For the records below, output every line from the one holding "Step 1: review the image. Step 2: locate light" through the final line, unaltered, and no other lines.

> _Supplied material_
----------

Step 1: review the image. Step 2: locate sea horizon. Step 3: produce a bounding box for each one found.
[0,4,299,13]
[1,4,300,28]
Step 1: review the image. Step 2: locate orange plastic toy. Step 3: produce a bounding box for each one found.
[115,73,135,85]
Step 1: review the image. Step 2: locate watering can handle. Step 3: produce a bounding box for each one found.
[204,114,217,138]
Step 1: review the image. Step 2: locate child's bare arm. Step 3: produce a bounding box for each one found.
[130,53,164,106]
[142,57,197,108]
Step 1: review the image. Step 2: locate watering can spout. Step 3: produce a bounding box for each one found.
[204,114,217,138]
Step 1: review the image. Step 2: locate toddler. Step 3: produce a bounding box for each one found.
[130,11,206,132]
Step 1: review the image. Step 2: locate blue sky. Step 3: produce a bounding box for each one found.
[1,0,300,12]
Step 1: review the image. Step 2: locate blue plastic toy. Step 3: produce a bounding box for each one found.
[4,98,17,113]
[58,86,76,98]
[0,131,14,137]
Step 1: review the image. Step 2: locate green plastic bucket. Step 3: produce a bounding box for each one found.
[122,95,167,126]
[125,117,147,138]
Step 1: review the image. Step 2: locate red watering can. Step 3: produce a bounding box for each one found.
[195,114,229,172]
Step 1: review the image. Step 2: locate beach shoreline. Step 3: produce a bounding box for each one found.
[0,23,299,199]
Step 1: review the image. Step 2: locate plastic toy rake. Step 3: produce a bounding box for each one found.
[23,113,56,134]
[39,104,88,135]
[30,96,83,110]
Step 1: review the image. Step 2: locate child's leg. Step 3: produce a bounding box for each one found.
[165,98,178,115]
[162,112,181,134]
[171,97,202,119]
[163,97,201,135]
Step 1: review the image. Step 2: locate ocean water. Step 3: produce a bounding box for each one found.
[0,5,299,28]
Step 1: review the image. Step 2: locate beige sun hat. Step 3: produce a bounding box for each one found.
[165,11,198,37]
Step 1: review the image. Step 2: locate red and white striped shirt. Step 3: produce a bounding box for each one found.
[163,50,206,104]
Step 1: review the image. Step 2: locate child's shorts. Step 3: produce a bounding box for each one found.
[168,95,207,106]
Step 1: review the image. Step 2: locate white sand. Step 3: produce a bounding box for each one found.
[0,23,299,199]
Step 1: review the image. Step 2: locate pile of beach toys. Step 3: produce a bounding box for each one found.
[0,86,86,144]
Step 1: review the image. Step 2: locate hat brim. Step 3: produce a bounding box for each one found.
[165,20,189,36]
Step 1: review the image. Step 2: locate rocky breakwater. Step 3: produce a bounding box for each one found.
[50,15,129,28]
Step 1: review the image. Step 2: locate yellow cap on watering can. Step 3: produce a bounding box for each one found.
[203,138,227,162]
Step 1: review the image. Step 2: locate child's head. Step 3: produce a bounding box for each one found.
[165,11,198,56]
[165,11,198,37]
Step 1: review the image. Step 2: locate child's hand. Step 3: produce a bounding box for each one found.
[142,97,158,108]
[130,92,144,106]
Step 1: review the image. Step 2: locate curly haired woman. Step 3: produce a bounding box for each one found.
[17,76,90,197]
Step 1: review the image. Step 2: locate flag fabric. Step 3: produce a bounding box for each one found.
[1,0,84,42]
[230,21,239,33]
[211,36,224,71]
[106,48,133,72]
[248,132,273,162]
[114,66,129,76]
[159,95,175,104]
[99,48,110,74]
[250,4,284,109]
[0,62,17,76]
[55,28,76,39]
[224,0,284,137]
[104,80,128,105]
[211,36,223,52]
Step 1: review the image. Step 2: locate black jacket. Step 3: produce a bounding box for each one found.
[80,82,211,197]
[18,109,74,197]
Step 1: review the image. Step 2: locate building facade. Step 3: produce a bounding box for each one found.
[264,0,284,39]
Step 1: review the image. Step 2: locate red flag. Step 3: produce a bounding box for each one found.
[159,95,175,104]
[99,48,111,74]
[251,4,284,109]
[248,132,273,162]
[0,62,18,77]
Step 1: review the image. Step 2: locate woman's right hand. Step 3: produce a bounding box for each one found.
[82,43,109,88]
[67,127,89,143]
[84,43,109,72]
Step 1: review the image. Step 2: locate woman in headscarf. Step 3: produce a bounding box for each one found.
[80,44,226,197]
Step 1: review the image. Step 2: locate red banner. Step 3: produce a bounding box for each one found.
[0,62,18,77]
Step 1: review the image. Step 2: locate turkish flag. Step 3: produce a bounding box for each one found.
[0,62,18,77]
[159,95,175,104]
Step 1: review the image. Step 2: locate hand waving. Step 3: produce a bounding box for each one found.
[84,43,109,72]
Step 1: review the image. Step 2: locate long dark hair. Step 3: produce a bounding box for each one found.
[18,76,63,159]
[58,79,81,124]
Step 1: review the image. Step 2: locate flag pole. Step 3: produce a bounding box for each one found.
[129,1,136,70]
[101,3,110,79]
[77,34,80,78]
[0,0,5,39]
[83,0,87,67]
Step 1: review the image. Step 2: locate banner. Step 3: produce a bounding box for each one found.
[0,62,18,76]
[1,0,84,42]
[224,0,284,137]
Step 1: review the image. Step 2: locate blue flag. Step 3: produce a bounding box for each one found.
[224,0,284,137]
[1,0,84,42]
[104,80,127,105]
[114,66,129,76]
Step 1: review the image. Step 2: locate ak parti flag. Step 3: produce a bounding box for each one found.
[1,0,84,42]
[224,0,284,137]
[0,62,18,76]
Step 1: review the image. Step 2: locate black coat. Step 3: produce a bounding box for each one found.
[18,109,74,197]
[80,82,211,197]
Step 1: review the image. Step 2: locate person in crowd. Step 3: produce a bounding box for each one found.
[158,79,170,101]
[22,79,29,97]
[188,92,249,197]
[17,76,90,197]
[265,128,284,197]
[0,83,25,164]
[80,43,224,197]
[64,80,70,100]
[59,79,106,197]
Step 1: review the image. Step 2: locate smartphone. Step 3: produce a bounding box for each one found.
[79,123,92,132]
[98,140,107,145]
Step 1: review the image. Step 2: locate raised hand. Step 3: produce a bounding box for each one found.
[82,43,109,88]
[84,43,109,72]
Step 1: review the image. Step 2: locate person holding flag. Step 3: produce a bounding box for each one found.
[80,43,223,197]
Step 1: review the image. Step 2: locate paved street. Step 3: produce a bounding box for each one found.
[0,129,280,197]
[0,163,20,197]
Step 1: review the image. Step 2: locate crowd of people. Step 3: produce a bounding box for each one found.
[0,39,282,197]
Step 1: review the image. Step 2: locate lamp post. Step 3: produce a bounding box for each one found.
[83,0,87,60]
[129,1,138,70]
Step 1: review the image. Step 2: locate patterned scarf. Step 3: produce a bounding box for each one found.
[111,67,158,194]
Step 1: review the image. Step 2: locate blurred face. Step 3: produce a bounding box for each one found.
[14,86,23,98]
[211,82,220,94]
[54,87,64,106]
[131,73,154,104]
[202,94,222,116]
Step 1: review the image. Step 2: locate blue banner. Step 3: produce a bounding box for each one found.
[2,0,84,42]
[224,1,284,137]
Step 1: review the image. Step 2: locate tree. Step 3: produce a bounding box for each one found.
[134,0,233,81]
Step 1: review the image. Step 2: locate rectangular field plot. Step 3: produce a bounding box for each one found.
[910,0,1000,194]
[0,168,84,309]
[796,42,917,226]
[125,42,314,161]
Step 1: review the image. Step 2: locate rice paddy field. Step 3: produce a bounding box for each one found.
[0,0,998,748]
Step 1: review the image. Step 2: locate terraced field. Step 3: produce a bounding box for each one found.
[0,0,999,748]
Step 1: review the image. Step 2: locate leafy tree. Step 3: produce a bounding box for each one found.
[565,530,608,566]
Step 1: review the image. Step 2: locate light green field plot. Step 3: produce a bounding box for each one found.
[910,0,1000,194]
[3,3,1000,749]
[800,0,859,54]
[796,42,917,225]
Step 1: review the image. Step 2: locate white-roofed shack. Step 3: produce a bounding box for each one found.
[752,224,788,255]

----------

> _Response to this task_
Step 1: review the image. Step 2: locate light green field plot. Step 3: produce a bounding box for each one found.
[910,0,1000,194]
[3,3,1000,749]
[800,0,859,54]
[796,42,917,225]
Step 1: review the image. Step 2: locate white-roofed shack. Step 3: produce a bounding box for each one found.
[752,224,788,255]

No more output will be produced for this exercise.